Instruksi 1 |
Tampilkan setiap baris catatan yang memuat kata "woman". Huruf besar dan kecil harus diperhatikan.

• • • •

Kuat yang aku maksud disini itu dia sangat berdampak pada penonton —seperti aku. Dalam buku, yang aku dengar karakter nya sangat bossy, tukang marah, super egois dan menyebalkan. Sehingga banyak orang membenci karakternya. Tapi sejak awal aku seperti bisa memahami bagaimana perasaannya. Dari awal pun aku tahu dia tidak akan bisa lagi mencintai. Kemampuan itu menghilang bersamaan dengan kemampuannya untuk berjalan. Di film, Sam Claflin menerjemahkan karakter itu dengan begitu baiknya. Sehingga aku tidak marah ketika Will menolak perasaan Lou. It's heartbreaking scene —yes, of course. But it's the truth. Sejak awal dia tidak memberikan harapan apapun untuk Lou. Dia hanya sangat bersyukur dengan kehadiran Lou. He cherish her. Dia menyukai kenyataan bahwa kehadiran Lou menjadikan sisa waktu hidupnya begitu menyenangkan. Dia hanya hidup untuk waktu-waktu itu saja. 


Tapi kehidupan lamanya adalah seluruh inti dirinya. Dia menunjukkan perdamaiannya dengan mantannya ketika dia menghadiri pernikahan mantan-nya. Tapi dia tidak pernah berdamai dengan masa lalunya —dengan dirinya yang lama. Yes, Lou change his heart for a bit. But not his decision. And Will never let anyone change his decision. Will menjelaskan semua itu pada Lou dengan sangat jujur dan terbuka. I really love that part! Terutama bagian ketika Will bilang "And when I see you naked and I can't do what I want to do with you..."wow he's really honest. He got the point!


"You can't change who people are. You love them" Lou's Dad.

• • • •

Instruksi 2 |
Tulis ulang bagian ulasan film ini yang dimulai dari "Kuat yang aku" dan berakhir pada "waktu-waktu itu saja.", dengan mengganti "penonton" menjadi "pemirsa".

Daftar Catatan |
• • • •

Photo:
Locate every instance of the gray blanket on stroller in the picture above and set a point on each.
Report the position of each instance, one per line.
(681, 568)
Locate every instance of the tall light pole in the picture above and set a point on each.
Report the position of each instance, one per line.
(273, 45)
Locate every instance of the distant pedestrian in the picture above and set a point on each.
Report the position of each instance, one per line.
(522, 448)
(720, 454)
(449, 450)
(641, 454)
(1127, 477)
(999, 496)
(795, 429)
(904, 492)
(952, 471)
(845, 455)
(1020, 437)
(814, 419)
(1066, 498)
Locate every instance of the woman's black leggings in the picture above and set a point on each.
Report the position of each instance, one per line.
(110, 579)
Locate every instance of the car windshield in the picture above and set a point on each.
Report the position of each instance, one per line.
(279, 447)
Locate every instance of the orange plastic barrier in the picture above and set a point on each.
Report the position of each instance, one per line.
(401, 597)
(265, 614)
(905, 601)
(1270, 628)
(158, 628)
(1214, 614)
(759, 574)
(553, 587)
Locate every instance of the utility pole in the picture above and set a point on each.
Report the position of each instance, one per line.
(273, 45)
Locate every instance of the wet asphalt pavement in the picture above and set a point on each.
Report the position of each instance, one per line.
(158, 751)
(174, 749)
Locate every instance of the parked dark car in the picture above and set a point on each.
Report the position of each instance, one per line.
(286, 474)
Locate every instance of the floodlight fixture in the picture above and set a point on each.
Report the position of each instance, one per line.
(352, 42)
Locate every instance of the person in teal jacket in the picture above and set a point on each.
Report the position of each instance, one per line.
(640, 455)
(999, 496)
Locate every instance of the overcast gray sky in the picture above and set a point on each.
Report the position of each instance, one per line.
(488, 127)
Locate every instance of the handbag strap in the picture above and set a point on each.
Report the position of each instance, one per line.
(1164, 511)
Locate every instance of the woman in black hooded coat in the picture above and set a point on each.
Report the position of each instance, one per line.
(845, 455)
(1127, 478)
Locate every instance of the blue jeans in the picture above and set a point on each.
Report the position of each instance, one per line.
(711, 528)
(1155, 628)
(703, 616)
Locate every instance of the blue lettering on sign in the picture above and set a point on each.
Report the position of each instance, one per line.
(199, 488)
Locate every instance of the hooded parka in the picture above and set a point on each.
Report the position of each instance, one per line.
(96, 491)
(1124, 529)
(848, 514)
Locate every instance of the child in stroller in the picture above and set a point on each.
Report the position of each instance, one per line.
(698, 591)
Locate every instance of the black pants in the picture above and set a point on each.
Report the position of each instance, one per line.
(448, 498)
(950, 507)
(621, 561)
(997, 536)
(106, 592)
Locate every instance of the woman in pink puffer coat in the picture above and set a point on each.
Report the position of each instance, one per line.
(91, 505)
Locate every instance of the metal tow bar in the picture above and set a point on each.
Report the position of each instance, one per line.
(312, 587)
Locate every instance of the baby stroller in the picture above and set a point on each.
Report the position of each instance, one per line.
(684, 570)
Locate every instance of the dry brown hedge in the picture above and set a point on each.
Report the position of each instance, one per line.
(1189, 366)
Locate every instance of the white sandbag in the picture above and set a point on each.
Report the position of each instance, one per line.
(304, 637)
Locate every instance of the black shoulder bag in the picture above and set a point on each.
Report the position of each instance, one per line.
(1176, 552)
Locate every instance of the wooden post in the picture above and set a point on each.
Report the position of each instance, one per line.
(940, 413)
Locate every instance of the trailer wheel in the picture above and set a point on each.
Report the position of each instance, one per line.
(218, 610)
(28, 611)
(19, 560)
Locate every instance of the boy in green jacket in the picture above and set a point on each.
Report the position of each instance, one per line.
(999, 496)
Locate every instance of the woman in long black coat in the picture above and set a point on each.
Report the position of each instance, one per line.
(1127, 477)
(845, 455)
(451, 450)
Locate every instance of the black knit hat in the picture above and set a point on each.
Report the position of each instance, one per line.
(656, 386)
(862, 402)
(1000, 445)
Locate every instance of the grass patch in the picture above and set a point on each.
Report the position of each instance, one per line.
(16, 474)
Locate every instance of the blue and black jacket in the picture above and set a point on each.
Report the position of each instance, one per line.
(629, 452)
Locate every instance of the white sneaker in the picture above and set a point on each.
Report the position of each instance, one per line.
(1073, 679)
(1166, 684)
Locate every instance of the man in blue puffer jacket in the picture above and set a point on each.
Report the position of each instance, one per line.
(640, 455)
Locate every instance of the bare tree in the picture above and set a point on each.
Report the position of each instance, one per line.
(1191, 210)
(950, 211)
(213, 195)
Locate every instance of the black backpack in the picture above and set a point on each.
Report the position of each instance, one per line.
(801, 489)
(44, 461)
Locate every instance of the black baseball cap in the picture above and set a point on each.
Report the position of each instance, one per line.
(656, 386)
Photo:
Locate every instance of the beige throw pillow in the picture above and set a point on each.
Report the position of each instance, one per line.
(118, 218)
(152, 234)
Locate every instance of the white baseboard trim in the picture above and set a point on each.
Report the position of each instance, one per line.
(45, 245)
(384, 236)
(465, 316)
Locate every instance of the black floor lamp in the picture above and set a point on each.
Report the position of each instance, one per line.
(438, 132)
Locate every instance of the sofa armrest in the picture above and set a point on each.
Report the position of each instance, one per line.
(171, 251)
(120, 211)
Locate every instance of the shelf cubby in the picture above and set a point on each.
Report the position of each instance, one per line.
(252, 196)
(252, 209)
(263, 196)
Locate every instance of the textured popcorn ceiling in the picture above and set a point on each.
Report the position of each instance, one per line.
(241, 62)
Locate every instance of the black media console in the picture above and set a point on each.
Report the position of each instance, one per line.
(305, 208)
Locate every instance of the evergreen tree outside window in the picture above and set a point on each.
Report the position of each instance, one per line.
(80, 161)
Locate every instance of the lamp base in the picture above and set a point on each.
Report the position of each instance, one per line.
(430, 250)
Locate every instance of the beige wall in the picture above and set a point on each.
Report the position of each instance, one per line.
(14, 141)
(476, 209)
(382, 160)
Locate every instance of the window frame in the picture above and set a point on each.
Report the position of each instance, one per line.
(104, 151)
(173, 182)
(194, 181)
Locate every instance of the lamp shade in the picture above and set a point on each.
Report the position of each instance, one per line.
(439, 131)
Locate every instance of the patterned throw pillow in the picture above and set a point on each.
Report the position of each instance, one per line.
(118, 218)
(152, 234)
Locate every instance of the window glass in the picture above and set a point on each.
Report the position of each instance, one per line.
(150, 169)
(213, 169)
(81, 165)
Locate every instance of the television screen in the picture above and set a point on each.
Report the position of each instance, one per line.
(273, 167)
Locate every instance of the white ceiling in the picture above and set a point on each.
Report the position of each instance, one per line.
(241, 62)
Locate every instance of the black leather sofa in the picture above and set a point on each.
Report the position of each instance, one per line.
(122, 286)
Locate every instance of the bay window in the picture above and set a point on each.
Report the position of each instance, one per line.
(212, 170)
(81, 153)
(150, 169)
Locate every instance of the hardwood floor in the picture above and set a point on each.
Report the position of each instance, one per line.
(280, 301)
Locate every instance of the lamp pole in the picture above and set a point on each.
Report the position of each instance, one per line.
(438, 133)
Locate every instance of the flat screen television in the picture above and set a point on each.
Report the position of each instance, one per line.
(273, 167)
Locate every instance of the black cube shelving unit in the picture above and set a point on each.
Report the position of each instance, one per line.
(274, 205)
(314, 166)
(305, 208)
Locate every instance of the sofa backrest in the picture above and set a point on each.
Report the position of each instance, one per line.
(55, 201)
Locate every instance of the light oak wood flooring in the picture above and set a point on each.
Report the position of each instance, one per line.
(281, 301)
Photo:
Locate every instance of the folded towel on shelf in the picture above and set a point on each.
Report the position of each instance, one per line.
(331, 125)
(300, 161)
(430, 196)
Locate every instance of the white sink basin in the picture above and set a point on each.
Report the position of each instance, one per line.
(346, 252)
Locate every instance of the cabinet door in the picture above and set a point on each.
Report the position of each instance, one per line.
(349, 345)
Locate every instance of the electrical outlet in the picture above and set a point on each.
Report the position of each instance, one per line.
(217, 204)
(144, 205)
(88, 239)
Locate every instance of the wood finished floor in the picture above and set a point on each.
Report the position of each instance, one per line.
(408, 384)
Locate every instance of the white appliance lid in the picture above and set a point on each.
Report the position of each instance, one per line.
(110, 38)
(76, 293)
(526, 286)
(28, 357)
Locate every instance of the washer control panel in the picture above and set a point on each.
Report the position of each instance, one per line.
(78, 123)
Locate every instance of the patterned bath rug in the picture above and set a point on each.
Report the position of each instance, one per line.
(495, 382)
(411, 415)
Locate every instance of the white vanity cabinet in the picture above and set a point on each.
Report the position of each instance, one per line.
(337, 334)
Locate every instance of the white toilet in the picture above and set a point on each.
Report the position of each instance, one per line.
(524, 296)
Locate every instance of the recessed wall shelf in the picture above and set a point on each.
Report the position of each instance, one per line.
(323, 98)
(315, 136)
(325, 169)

• • • •

Jawaban Benar 1 |
Locate every instance of the woman's black leggings in the picture above and set a point on each.
Locate every instance of the woman in black hooded coat in the picture above and set a point on each.
Locate every instance of the woman in pink puffer coat in the picture above and set a point on each.
Locate every instance of the woman in long black coat in the picture above and set a point on each.

Jawaban Benar 2 |
Kuat yang aku maksud disini itu dia sangat berdampak pada pemirsa —seperti aku. Dalam buku, yang aku dengar karakter nya sangat bossy, tukang marah, super egois dan menyebalkan. Sehingga banyak orang membenci karakternya. Tapi sejak awal aku seperti bisa memahami bagaimana perasaannya. Dari awal pun aku tahu dia tidak akan bisa lagi mencintai. Kemampuan itu menghilang bersamaan dengan kemampuannya untuk berjalan. Di film, Sam Claflin menerjemahkan karakter itu dengan begitu baiknya. Sehingga aku tidak marah ketika Will menolak perasaan Lou. It's heartbreaking scene —yes, of course. But it's the truth. Sejak awal dia tidak memberikan harapan apapun untuk Lou. Dia hanya sangat bersyukur dengan kehadiran Lou. He cherish her. Dia menyukai kenyataan bahwa kehadiran Lou menjadikan sisa waktu hidupnya begitu menyenangkan. Dia hanya hidup untuk waktu-waktu itu saja.